Set exercise:
Extract every line of the data below and reproduce each one word for word, in the same order.

Material for this task:
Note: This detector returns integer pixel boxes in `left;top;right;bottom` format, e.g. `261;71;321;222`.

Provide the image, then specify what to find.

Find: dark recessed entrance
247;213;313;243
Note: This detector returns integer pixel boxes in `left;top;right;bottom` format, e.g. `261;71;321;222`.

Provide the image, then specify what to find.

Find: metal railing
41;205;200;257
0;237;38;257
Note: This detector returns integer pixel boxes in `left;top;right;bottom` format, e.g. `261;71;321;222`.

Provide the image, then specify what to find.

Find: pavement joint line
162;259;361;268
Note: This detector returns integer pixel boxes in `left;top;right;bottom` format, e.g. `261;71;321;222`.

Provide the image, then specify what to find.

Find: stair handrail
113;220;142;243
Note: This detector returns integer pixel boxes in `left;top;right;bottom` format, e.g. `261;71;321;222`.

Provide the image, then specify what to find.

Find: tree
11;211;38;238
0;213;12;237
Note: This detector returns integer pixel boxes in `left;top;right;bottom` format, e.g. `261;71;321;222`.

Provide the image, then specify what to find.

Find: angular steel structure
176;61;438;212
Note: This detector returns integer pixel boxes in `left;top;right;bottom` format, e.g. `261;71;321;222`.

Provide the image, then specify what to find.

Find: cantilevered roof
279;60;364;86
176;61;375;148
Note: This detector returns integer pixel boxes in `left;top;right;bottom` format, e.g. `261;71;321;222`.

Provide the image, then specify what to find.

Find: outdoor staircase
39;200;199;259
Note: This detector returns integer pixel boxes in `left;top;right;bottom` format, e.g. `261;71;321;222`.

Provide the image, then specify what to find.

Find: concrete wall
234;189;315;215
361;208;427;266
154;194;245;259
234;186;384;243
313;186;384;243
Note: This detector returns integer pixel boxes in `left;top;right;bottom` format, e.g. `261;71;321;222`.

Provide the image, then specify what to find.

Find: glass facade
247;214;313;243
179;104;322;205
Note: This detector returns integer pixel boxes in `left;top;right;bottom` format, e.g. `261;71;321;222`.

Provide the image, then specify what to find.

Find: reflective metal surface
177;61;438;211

Task output:
Note: This detector returns integer pixel boxes in `left;top;right;bottom` format, e.g. `261;71;321;222`.

Provide the image, then specify what to find.

Find: dark recessed entrance
247;213;313;243
Note: This detector returns integer pixel boxes in `left;top;right;bottom` format, e.g. `261;71;321;222`.

Provide the image, then specify what to find.

Find: metal railing
41;205;200;257
0;237;38;257
Note: This detector returns integer pixel boxes in `left;top;right;bottom` format, e.g. `261;71;321;222`.

Provide the image, then specify what to find.

Find: pavement joint line
162;259;361;268
Note: This detector returns integer pixel boxes in `left;top;right;bottom` format, e.g. `261;71;321;222`.

Provide the image, then specify what to find.

Find: stair handrail
113;220;142;243
Note: This detector returns integer pixel boxes in `left;top;right;bottom` format, e.g. `261;71;321;222`.

Provide the image, then specify what to find.

Find: tree
11;211;38;238
0;213;12;237
Note: This detector returns integer pixel boxes in `left;top;right;bottom` format, e.g. `261;71;321;222`.

Provide the image, then specify what to find.

Find: angular steel structure
176;61;438;212
Note: This detector returns integer pixel boxes in `left;top;right;bottom` format, e.g. `261;71;321;222`.

Provide the image, then specify what to find.

Find: cantilevered roof
279;60;364;86
176;61;375;148
Note: This detector returns integer pixel boxes in `left;top;right;bottom` format, e.g. `261;71;321;222`.

Provide the image, then specify what to find.

Find: outdoor staircase
39;200;199;259
Note: This detector returns integer pixel boxes in `left;top;right;bottom` format, e.g. `261;71;321;222`.

Provide the image, then specify what to find.

Find: concrete wall
234;189;315;215
361;208;427;266
154;194;245;259
234;186;384;243
313;186;384;243
Note: This detector returns integer pixel boxes in `left;top;right;bottom` format, e.g. `261;71;321;222`.

Provide the image, then specify what to find.

Find: glass facade
247;214;313;243
179;104;322;205
Note: This detector returns integer pixel boxes in `left;top;right;bottom` format, e.g. `261;71;321;222`.

Provide the image, then specify what to find.

Find: reflective metal surface
177;61;438;211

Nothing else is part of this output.